→ **Data to use**:
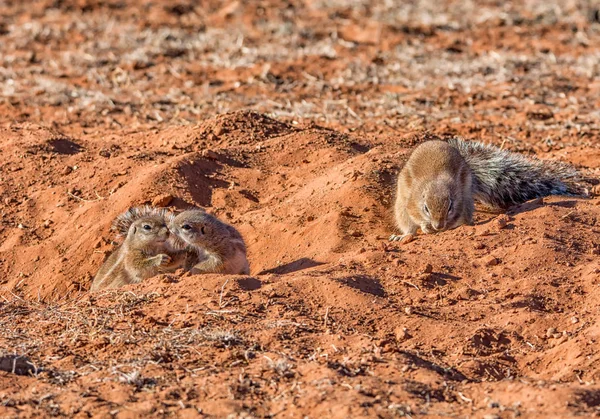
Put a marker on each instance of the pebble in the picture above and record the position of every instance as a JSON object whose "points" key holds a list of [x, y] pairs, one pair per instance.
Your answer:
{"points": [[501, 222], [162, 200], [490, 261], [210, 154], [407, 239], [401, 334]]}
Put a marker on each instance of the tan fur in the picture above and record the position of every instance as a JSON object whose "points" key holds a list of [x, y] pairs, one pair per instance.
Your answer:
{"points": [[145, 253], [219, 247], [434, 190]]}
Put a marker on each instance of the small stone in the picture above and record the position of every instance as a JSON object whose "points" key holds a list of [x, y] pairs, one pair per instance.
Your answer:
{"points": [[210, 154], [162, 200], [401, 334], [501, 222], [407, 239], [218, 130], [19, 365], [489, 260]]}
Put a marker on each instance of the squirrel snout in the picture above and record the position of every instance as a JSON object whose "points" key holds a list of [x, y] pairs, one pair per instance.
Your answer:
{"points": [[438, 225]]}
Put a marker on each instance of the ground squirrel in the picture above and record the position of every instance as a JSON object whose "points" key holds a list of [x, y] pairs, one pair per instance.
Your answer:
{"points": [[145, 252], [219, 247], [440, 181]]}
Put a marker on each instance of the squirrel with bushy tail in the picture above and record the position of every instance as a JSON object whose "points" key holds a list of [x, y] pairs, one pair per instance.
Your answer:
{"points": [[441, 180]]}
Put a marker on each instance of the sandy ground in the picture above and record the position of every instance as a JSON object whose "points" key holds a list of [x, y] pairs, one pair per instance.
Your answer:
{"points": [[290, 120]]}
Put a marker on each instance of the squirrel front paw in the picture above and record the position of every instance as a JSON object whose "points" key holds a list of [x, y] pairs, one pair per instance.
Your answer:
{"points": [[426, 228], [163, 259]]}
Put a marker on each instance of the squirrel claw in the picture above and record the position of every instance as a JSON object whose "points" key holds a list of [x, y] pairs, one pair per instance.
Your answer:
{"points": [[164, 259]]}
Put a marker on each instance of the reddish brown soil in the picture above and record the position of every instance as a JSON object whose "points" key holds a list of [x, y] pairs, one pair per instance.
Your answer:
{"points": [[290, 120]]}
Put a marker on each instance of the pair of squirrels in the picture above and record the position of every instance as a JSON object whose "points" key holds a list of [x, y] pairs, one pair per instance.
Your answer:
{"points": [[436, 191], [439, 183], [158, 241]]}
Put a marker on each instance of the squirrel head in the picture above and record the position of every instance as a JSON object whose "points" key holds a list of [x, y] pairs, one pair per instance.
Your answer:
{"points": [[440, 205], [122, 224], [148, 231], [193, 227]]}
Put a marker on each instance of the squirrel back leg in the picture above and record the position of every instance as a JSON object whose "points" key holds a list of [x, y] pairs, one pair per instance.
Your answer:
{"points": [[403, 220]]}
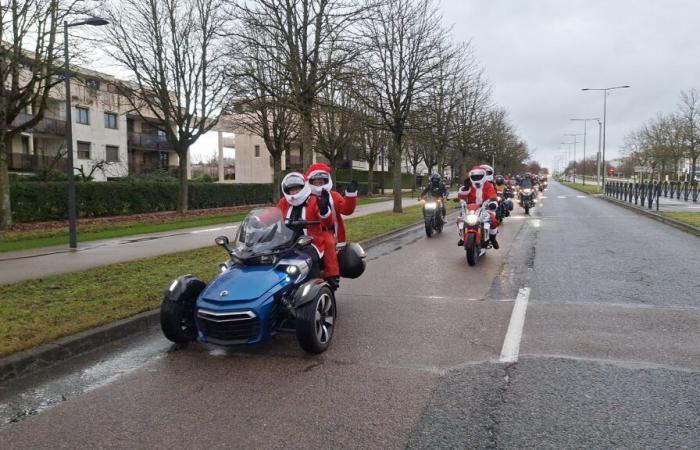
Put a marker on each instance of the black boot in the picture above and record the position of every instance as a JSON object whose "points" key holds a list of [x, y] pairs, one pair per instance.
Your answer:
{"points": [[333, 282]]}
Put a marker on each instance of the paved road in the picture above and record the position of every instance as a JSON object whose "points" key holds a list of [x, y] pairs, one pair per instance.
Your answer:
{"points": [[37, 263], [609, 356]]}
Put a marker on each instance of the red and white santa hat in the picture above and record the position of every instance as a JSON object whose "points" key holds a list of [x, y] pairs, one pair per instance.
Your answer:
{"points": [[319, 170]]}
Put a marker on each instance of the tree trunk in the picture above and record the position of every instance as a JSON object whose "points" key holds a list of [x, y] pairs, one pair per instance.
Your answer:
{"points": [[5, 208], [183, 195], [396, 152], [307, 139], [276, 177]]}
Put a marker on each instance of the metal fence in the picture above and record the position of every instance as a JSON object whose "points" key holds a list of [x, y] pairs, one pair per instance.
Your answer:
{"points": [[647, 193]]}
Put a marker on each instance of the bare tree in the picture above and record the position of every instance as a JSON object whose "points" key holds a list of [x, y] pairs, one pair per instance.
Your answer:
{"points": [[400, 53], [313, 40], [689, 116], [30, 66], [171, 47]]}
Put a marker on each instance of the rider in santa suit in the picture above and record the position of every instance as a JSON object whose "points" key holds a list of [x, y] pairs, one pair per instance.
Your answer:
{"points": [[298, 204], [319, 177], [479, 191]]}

→ **Task brief**: Repeat all of the data above word for word, minus the pictures.

→ **Output of the task**:
Put a marker on each instance of the pebble in the picture above and record the position of every instance as a JSON object whose "points" key holds a list of [x, y] pairs, one pair per instance.
Your answer:
{"points": [[501, 222], [162, 200], [490, 261], [210, 154], [407, 239], [401, 334]]}
Put a marker on each instance of the tan fur in the picture above and record the position of every instance as a JSON object whose "points" key holds a list of [x, y] pairs, one pair per instance.
Your answer:
{"points": [[145, 253], [219, 247], [434, 190]]}
Put a marker on each instance of the small stone in the picture above and record the position of every instance as a JSON object whose "points" key holds a list of [x, y] pairs, one pair per instance.
Your answer:
{"points": [[210, 154], [162, 200], [401, 334], [501, 222], [407, 239], [218, 130], [19, 365], [489, 260]]}
Put a marker on each instance of the squirrel snout in the picture above and record the position of every instance as a JSON object whose "points" key holds a list of [x, y] pairs, one pair per instance.
Your answer:
{"points": [[438, 225]]}
Put a marker on each instance of the ground squirrel in the picture above and record the position of every instance as a JSON object whose "points" key holds a list of [x, y] pairs, one pair per instance.
Your answer:
{"points": [[145, 252], [219, 247], [440, 181]]}
Put a marker on each instance of the squirrel with bushy tail in the picture above and record the position of every instance as a JSON object whose "points" key holds a list of [x, y] pairs, one pair per instance.
Your answer:
{"points": [[441, 180]]}
Put a marker on each instance of the sandy ground in the picture above and record the position of every instance as a JSON object whose "points" key holds a list of [x, y] pairs, one pair per instance.
Your answer:
{"points": [[290, 120]]}
Put a marker on each instance of the squirrel front paw in the picture above and record the position of every instance as a JSON object whose "points" key holds a list of [x, y] pairs, one pair per instance.
Your answer:
{"points": [[426, 228], [163, 259]]}
Put a marker on each instance of the squirrel claw in the picture above and record the position of every instance as a JSON object whose "points" key holds a list of [x, y] pairs, one pair per instance.
Your answer:
{"points": [[164, 259]]}
Put a marker on each instance of the reddish brown soil in the picture above and record the position of every instance as a JSON object whose "points" key holds a list of [x, y] pairs, one pair per instance.
Your answer:
{"points": [[290, 120]]}
Put a marker on each instance of the pair of squirrels in the picture above and record the position of every instance as a JSON object whose "points" key holds a list of [x, y] pairs, one pair per instance.
Your answer:
{"points": [[436, 191], [439, 183], [158, 241]]}
Put a marker on each instance of the squirrel head in the picture above and record the position of every instance as a JSON object whose "points" key holds a list of [x, y] pairs, one pair per instance.
Your answer:
{"points": [[440, 205], [122, 224], [148, 231], [193, 227]]}
Put a marker on each instance of the squirrel back leg in the picture above and record the position of every instance as a JSON object whose "points" key holds a list of [x, y] pairs, one pair per instance.
Your answer:
{"points": [[403, 220]]}
Put a marker on each instance of the black boot in the picture above and record the position of every instance as a JSON object whose "points" key holds a list of [x, y] pairs, one pair per instance.
Your answer:
{"points": [[333, 282]]}
Put a marker on each instance of the paved road in the picture above and record the position of every instance as a JSON object whose "points" key holds a list of [x, y] pairs, one pair per instance.
Your answer:
{"points": [[37, 263], [609, 356]]}
Put a marker on each instance of the red and white santa hat in the picture above and record the position of every instance as a JSON object whose "points" key holds a list of [x, y] pairs, one pair per instance.
Your answer:
{"points": [[319, 170]]}
Put a marker on each instance of the tree trunk in the picture above and record the position of every instance as a JSON object whose "points" key holds a list of [x, y] pairs, one pair per instance.
Your answer:
{"points": [[5, 208], [183, 195], [396, 152], [307, 139], [276, 177]]}
Put a marker on each instance of the metal fence in the picture above and record the position of every instance as a JSON object whose "points" key holds a list of [x, y] pairs, one pair per instance.
Your answer:
{"points": [[647, 193]]}
Put a marker on each instance of the bare tree in the picture above and record the position of every instance as a JSON object whose "points" key holds a list of [x, y] pairs, one pair per instance.
Your answer:
{"points": [[400, 53], [313, 40], [689, 116], [30, 66], [171, 47]]}
Put a marker on each instance of the rider in santa suit in the picture above and record the position of every instance as a JSON object whose "points" key holds a list of [x, y] pairs, one pair per instance.
Your answer:
{"points": [[298, 204], [319, 177], [479, 191]]}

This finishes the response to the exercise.